> Short task
Return the listing below unchanged, reproducing every line in the same order.

## START Material provided

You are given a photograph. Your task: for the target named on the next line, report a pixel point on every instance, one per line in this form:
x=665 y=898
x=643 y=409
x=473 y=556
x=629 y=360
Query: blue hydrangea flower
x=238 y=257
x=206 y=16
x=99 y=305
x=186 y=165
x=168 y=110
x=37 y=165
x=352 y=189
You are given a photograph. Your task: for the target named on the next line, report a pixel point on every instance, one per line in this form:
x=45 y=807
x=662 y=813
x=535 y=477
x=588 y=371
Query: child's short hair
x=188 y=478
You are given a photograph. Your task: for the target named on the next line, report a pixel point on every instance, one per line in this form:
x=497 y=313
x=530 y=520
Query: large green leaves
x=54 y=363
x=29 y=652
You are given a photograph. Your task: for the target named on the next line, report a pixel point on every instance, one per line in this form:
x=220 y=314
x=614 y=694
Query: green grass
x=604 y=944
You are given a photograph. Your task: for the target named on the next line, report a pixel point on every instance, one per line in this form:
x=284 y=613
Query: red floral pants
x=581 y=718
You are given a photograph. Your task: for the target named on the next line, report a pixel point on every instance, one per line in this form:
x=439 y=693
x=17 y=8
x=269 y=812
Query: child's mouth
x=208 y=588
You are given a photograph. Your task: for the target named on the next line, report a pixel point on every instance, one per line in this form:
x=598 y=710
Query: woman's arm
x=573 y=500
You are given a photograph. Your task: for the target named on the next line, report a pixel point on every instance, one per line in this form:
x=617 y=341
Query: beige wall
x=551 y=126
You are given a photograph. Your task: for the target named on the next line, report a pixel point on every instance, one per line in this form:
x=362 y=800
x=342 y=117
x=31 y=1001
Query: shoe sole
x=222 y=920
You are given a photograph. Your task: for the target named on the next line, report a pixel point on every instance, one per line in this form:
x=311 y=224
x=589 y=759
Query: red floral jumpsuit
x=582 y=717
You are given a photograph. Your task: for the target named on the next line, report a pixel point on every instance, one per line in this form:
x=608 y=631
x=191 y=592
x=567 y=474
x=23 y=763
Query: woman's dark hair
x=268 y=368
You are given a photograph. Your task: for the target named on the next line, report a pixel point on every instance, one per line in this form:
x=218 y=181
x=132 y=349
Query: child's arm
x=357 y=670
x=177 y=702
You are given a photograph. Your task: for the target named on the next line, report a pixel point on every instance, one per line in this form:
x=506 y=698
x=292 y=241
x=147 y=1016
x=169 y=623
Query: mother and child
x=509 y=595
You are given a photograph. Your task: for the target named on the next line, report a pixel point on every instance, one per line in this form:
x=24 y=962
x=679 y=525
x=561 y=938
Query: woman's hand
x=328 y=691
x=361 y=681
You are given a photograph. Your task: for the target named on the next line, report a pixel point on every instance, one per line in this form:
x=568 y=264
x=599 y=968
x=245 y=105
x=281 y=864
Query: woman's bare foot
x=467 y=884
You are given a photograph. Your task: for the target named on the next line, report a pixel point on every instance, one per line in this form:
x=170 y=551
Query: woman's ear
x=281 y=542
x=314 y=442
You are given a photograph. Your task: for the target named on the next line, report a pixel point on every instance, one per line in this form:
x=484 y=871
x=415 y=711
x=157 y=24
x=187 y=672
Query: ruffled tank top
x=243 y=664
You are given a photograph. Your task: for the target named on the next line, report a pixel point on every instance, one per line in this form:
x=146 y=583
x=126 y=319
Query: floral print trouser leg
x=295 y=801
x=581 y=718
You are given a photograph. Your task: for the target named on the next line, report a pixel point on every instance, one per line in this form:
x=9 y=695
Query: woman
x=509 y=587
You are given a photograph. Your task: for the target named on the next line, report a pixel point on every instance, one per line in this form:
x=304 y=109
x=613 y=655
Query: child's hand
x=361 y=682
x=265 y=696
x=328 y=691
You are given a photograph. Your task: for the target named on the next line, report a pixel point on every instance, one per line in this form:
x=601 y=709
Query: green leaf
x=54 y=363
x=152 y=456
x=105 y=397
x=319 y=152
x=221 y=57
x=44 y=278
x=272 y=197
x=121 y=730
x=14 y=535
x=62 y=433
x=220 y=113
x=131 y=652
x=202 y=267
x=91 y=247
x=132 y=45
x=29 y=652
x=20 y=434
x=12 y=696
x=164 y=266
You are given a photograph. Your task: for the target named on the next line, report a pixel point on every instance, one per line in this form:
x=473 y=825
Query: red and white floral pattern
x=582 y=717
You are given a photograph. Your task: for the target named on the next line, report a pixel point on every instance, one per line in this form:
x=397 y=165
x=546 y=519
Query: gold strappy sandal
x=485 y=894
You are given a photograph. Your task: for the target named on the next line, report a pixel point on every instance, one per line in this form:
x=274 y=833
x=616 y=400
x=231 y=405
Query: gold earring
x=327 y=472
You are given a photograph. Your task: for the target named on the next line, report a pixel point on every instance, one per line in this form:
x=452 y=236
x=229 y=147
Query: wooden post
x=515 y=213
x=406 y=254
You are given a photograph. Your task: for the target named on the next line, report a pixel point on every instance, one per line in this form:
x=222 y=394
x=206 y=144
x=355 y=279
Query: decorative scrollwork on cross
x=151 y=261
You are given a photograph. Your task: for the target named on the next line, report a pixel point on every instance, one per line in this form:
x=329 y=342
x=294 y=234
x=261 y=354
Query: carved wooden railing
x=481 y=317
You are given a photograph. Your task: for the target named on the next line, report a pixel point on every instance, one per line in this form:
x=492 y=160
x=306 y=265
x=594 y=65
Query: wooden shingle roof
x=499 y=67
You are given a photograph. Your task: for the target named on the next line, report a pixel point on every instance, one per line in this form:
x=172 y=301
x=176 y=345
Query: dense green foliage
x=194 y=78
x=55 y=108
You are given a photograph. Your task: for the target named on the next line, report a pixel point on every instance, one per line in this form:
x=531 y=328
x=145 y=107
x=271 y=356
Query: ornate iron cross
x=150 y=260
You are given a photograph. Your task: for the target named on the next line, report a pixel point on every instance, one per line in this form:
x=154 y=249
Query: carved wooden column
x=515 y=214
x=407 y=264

## END Material provided

> Output below
You are given a photograph. Your task: for the target named on the next line, report a pixel point on every instance, one per line in this form:
x=665 y=898
x=643 y=409
x=473 y=556
x=629 y=360
Query: blue hydrangea flower
x=238 y=257
x=206 y=16
x=99 y=305
x=186 y=165
x=168 y=110
x=37 y=165
x=352 y=189
You are given a photograph. Your task: for the target named on the next line, report a pixel point on every instance, one per line in this form:
x=45 y=807
x=662 y=813
x=535 y=477
x=588 y=371
Query: child's short hair
x=188 y=478
You are given a photograph. Your task: for the target named on the next line, report a pixel point on every instance, one per line in this form:
x=497 y=313
x=530 y=520
Query: large green leaves
x=54 y=363
x=29 y=652
You are given a photograph. Your task: for the target named on the next line, report a pixel point on every instance, one per line in this form:
x=220 y=314
x=614 y=694
Query: green grass
x=604 y=944
You are given a photograph. Your task: for the target named on the next line, report a pixel point on every instance, one per line in this form:
x=284 y=613
Query: red floral pants
x=581 y=718
You are given a photograph. Your task: for the target named on the next line, report a pixel point on every instance, one per line in this form:
x=439 y=693
x=17 y=8
x=269 y=812
Query: child's mouth
x=208 y=588
You are given a photograph. Your task: for the target named on the next line, report a pixel point on every instance, one per line in this form:
x=598 y=710
Query: woman's arm
x=573 y=500
You are given a photograph. Your task: for the target named on the next line, report a pixel point on every instance, one per line in this form:
x=617 y=341
Query: beige wall
x=551 y=126
You are given a photograph. Your task: for the target named on the next line, report a pixel point on every instance, one per line in this form:
x=362 y=800
x=342 y=117
x=31 y=1001
Query: shoe sole
x=222 y=920
You are given a photograph. Your task: for the target named on the next line, report a pixel point on every instance, one per line in this form:
x=311 y=224
x=589 y=759
Query: red floral jumpsuit
x=582 y=717
You are given a photograph. Your task: for the target named on the next line, report a pixel point on every instance, one per line in this form:
x=608 y=631
x=191 y=592
x=567 y=474
x=23 y=763
Query: woman's dark hair
x=268 y=368
You are given a photograph. Your task: for the target named on the next line, report a pixel point on every instance, one per line in this form:
x=218 y=181
x=132 y=349
Query: child's arm
x=357 y=670
x=177 y=702
You are given a photograph. Your task: for the target named on the next line, report a pixel point on every instance, one per line in this form:
x=506 y=698
x=292 y=241
x=147 y=1016
x=169 y=623
Query: mother and child
x=509 y=595
You are given a photograph. Your task: for the target named on the next line, report a pixel point on every instance, one per line in this form:
x=24 y=962
x=679 y=525
x=561 y=938
Query: woman's hand
x=328 y=691
x=361 y=681
You are given a photograph. Your task: for the target named on the next line, report a pixel point on every instance, one per line in this form:
x=568 y=264
x=599 y=968
x=245 y=105
x=281 y=864
Query: woman's bare foot
x=467 y=884
You are given a photograph. Your task: for the target named on the next line, report a pixel point on every instance, one per line in this form:
x=170 y=551
Query: woman's ear
x=281 y=542
x=314 y=442
You are given a photograph. Your task: for the target named on the next line, report a pixel point on every instance, one per line in this form:
x=484 y=871
x=415 y=711
x=157 y=24
x=187 y=672
Query: ruffled tank top
x=243 y=664
You are given a photograph. Your task: for the target named on the next line, report a pixel point on every instance, one per line in this form:
x=146 y=583
x=126 y=319
Query: floral print trouser leg
x=295 y=801
x=581 y=718
You are given a photograph. Your task: for the target named on the next line, report a pixel point on every instance, one per line in this form:
x=9 y=695
Query: woman
x=509 y=587
You are given a photograph. Your task: for the target named on the next line, report a pixel point on every instance, one per line in this form:
x=304 y=109
x=613 y=655
Query: child's hand
x=361 y=682
x=265 y=696
x=328 y=691
You are given a photograph. Your task: for the target named on the next line, report a pixel point on every instance, one per line in this form:
x=601 y=709
Query: green leaf
x=54 y=363
x=152 y=456
x=105 y=397
x=319 y=152
x=221 y=57
x=44 y=278
x=272 y=197
x=121 y=730
x=14 y=535
x=62 y=433
x=220 y=113
x=131 y=652
x=202 y=267
x=91 y=247
x=132 y=45
x=29 y=652
x=20 y=434
x=12 y=696
x=164 y=266
You are given a photograph. Your task: for the target named on the next line, report a pixel point on every instance, one per line in this form:
x=473 y=825
Query: red and white floral pattern
x=582 y=717
You are given a photograph. Your task: for the target named on the next line, report a pixel point on every instance, one per line in this form:
x=397 y=165
x=546 y=519
Query: gold strappy sandal
x=485 y=894
You are given a photograph. Your task: for the target named on the next line, report a pixel point on every instance, one per line in this form:
x=274 y=833
x=616 y=400
x=231 y=405
Query: gold earring
x=327 y=472
You are given a photograph. Your task: for the target named on the next line, report a pixel point on every instance, one per line in this form:
x=452 y=236
x=229 y=147
Query: wooden post
x=515 y=213
x=406 y=254
You are given a photograph. Your task: for the target named on the next line, report a pixel point on every instance, one per line in this form:
x=222 y=394
x=206 y=144
x=355 y=279
Query: decorative scrollwork on cross
x=151 y=261
You are given a photograph. Your task: for the target named on the next line, report a pixel point on every instance, one per line in this form:
x=329 y=342
x=294 y=234
x=261 y=354
Query: carved wooden railing
x=481 y=317
You are given a photograph. Your task: for the target named on the next line, report a pixel point on every instance, one per line in this form:
x=492 y=160
x=306 y=265
x=594 y=65
Query: wooden shingle roof
x=499 y=67
You are given a photograph. Your task: for the target named on the next line, report a pixel point on every instance, one per line in this form:
x=172 y=301
x=176 y=345
Query: dense green foliage
x=194 y=78
x=55 y=108
You are given a photograph. Your task: for the target named on the next line, report a pixel point on every instance, one per line in this form:
x=531 y=328
x=145 y=107
x=271 y=356
Query: ornate iron cross
x=150 y=260
You are given a photograph. Your task: for the target named on the next line, report a pixel point on every instance, one per line in this form:
x=154 y=249
Query: carved wooden column
x=515 y=214
x=407 y=264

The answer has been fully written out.